__Page excerpt__
------------------------------------

Gorham High School teacher Dave Patterson joined Wednesday’s rally in Gorham. It turned out to be an emotional, telling experience. Photo courtesy of Dave Patterson

When my face presses into the parking lot asphalt, the chanting begins. It starts as a few hushed voices, then builds quickly, like brushfire, to a chorus of over a hundred: “I can’t breathe, I can’t breathe.” Our bodies splayed on the tar in humble protest, hands behind our backs, incantations expelled through taut pandemic masks.

My veins are still electric from the march through the streets of Gorham, a town where I’ve taught high school English for 11 years, a town whose roads I’ve driven and walked hundreds of times. At 2 Wednesday afternoon I saw the Facebook post that high school students, my students, the students I dearly love, had organized a protest. By 4 I was standing in front of the Gorham Municipal Center, ready to follow their lead.

The chanting around me continues. “I-can’t-breathe-I-can’t-breathe-I-can’t—.” A girl face down next to me stops shouting the rallying cry that moments ago spit from her lips. I finally understand that she’s crying. She tries to make the words come out, but the sobs smother her voice.

After only moments collapsed on the pavement in the death pose of George Floyd, my own breathing, minutes ago roiling with adrenaline from the 2-mile march through a sleepy, white Maine town, begins to labor. It strikes me that were my hands clasped by the cold metal of handcuffs, I would be incapacitated – the violent knee against my neck unnecessary, excessive, humiliating.

Before the march across town began, the father of a high school student was handed a bullhorn. His eyes bore his reluctance to address the swelling crowd. Pressing the blue mouthpiece to his face, he stated that his daughter asked him to speak. He explains that he’s biracial. He has always struggled with identity. His words were so plain, so naked, they made the back of my throat go dry. When he was finished, he passed the megaphone to the chief of police. Through a black mask, the blue-uniformed man praised the high school students for organizing the march, for reaching out to his department. He condemned the acts of the Minneapolis police officers. His words were pure, true. He asked a high school student with blond hair, someone I didn’t recognize, to come up and accept an award for her courage in organizing the protest. She accepted, cried out into the staticky bullhorn, then we marched.

------------------------------------

__Work item A__
In the essay about the Gorham protest, how many years has the writer taught high school English in Gorham?
__Work item B__
List every proper place name in the essay about the Gorham protest, including towns, states and named buildings or schools.
__Work item C__
Continue the account of the Gorham protest from its last sentence.

------------------------------------

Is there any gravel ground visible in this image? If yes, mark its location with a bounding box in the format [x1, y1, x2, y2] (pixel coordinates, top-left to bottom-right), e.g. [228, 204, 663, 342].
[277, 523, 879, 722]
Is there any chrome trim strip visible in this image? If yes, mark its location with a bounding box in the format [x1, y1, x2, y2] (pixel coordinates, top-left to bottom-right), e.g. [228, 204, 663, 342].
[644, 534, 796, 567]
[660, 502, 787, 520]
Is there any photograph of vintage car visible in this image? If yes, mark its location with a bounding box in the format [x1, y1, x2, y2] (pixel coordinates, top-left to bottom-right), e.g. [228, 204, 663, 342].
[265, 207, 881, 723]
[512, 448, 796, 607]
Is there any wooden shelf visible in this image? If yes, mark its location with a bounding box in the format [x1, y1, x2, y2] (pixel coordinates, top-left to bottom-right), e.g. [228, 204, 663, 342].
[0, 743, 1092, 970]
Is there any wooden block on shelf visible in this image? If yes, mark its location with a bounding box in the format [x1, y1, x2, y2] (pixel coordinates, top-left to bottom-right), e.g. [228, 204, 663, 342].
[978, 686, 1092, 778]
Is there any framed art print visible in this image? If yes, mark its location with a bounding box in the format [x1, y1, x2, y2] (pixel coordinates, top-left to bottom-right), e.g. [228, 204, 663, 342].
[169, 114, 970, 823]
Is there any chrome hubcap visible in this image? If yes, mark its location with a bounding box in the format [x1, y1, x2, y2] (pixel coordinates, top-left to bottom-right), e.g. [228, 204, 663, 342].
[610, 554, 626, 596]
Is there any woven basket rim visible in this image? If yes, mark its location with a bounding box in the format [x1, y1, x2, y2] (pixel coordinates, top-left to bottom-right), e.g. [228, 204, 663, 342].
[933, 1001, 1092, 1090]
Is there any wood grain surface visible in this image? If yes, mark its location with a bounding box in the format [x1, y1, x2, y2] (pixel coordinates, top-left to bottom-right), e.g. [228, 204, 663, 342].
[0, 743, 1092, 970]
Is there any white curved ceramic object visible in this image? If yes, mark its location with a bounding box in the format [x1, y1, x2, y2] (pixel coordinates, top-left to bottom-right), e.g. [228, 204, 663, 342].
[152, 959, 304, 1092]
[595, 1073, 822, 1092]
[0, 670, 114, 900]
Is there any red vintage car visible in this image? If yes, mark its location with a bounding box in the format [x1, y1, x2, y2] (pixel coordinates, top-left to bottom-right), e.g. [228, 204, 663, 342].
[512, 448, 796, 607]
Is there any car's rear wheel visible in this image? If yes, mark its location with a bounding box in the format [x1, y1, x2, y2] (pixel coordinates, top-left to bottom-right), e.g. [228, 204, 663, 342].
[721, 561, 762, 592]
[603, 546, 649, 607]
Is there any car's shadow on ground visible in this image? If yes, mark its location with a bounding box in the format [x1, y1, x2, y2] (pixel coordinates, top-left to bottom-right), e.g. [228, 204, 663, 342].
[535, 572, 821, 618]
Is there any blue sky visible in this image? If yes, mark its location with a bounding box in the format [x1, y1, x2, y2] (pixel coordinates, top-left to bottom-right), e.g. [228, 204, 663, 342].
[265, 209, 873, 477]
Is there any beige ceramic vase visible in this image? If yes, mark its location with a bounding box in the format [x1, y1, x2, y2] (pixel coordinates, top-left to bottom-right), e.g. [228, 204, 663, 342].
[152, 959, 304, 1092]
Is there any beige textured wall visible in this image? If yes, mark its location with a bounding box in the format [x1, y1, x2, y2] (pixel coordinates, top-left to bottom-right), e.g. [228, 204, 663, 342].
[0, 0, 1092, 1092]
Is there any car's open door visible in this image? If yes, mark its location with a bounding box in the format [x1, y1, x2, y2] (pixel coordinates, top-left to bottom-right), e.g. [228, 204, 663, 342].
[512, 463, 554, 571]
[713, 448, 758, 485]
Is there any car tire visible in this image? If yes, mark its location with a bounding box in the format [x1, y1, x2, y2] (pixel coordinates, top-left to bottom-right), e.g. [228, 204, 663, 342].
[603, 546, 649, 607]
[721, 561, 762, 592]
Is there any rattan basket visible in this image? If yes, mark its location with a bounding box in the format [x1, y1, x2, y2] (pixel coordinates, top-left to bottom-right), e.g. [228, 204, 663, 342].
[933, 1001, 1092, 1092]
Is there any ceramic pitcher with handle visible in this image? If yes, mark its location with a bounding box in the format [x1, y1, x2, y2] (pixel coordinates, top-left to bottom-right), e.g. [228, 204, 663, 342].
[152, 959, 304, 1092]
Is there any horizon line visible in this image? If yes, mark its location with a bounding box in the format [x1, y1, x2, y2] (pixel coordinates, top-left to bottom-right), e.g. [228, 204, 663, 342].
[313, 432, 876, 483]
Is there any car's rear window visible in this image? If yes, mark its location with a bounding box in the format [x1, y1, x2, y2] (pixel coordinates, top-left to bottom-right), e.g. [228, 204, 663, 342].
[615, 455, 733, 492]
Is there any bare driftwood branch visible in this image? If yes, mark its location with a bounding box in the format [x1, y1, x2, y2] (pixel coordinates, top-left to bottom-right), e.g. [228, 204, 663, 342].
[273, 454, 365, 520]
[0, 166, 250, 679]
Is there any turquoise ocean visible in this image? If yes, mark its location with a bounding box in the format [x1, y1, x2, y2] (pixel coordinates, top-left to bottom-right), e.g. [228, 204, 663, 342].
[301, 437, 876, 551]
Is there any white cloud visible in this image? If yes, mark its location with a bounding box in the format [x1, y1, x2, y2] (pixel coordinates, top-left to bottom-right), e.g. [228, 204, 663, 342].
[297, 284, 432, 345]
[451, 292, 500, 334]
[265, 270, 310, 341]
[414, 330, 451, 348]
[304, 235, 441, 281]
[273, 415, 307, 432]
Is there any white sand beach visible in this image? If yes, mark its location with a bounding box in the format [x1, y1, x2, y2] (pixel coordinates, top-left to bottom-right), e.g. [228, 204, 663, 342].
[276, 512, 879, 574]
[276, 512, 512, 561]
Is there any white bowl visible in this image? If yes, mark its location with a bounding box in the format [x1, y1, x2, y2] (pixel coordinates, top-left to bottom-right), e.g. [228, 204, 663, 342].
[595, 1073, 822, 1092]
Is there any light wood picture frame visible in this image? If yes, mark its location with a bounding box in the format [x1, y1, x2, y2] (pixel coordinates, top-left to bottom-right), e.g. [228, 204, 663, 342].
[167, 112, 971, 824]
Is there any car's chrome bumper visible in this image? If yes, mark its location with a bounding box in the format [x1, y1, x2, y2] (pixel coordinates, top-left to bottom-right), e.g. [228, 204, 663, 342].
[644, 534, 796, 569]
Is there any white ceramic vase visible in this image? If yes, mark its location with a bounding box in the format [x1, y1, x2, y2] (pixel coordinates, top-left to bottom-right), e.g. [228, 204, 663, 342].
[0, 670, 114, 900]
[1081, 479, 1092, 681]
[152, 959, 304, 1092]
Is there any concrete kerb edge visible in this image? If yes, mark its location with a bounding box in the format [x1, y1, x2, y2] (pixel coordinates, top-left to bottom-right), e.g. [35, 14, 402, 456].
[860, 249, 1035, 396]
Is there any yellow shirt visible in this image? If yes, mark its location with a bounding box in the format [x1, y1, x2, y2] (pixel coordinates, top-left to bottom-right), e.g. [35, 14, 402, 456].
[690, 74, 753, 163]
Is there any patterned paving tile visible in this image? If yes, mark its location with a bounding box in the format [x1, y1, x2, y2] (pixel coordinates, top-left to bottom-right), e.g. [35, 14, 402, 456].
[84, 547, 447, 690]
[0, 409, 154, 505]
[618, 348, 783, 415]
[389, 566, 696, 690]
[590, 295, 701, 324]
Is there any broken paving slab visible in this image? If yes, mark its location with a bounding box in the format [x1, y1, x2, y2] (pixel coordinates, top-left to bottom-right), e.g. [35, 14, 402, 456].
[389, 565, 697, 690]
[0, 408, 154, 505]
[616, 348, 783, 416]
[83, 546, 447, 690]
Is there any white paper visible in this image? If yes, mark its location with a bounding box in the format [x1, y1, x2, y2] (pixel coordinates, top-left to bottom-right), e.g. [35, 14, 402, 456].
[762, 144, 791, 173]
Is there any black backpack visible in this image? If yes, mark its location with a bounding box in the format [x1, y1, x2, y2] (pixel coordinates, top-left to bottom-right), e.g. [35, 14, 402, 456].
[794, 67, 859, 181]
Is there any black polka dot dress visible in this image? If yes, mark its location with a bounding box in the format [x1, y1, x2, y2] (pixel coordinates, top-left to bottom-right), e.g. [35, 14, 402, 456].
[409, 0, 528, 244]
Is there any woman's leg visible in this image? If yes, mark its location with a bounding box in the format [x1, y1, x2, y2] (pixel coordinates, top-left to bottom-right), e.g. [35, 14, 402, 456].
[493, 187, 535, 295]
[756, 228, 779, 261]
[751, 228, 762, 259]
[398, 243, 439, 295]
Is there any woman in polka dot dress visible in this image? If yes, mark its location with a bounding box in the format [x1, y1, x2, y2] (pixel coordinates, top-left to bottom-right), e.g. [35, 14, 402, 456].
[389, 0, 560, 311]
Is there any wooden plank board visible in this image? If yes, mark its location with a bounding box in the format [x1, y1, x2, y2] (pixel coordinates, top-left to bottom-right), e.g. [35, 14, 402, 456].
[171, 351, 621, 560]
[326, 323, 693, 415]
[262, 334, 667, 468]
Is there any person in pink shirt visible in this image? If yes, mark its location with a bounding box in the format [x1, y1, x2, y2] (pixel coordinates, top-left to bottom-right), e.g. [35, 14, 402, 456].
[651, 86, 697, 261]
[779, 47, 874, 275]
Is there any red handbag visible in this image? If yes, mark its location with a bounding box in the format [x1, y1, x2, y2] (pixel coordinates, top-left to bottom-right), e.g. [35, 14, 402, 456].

------------------------------------

__Response A__
11 years.

__Response B__
Gorham, Gorham High School, Gorham Municipal Center, Minneapolis, Maine

__Response C__
More people are crying now as they attempt to bellow the mantra, that repeated over and over, begins to feel like a desperate prayer: “I-can’t-breathe-I-can’t-breathe.” From my vulnerable position, chest pressed to the pavement, I can’t see who’s crying and who’s still able to chant.

Five minutes in, with my own breathing strained, it becomes clear, the knee to the back of the neck wasn’t excessive – it was murderous.

Through my discomfort on the hard ground, I recall the faces of townspeople as we had marched. Some cheered from their front steps, fists raised in solidarity, their small children tucked in their laps. Others glowered through squinted eyes. A bare-chested man took a video with his smartphone. Lots of people took video. A road construction worker on the job barked, “Blue lives matter!” his voice lost in the overwhelming mass in which we moved. In the end, I was struck most not by the scowls, but by the dozens of indifferent faces, unsmiling, unaffected – chillingly so.

By now the sobs of a score of recumbent protesters offers a low harmony to the chorus: “I-can’t-breathe-I-can’t-breathe.” My body, numbed by the cruel pavement, suddenly feels pointed toward some kind of mecca, a United States of America where the Constitution finally overrides the racism of the institutions and the individuals under which it was signed. The beautiful America I preach to my students about, the same students who have urged me here, their bodies limp on the ground around me, pointing to the same holy land that our ancestors invoked with ideals so perfect, they seem almost impossible over 200 years later. Almost.

“I-can’t-breathe-I-can’t-breathe-I-can’t-breathe.” After 8 minutes and 46 seconds, the chanting stops. We hold our collective breath before we find the courage to stand up and face the truth of our lives once again.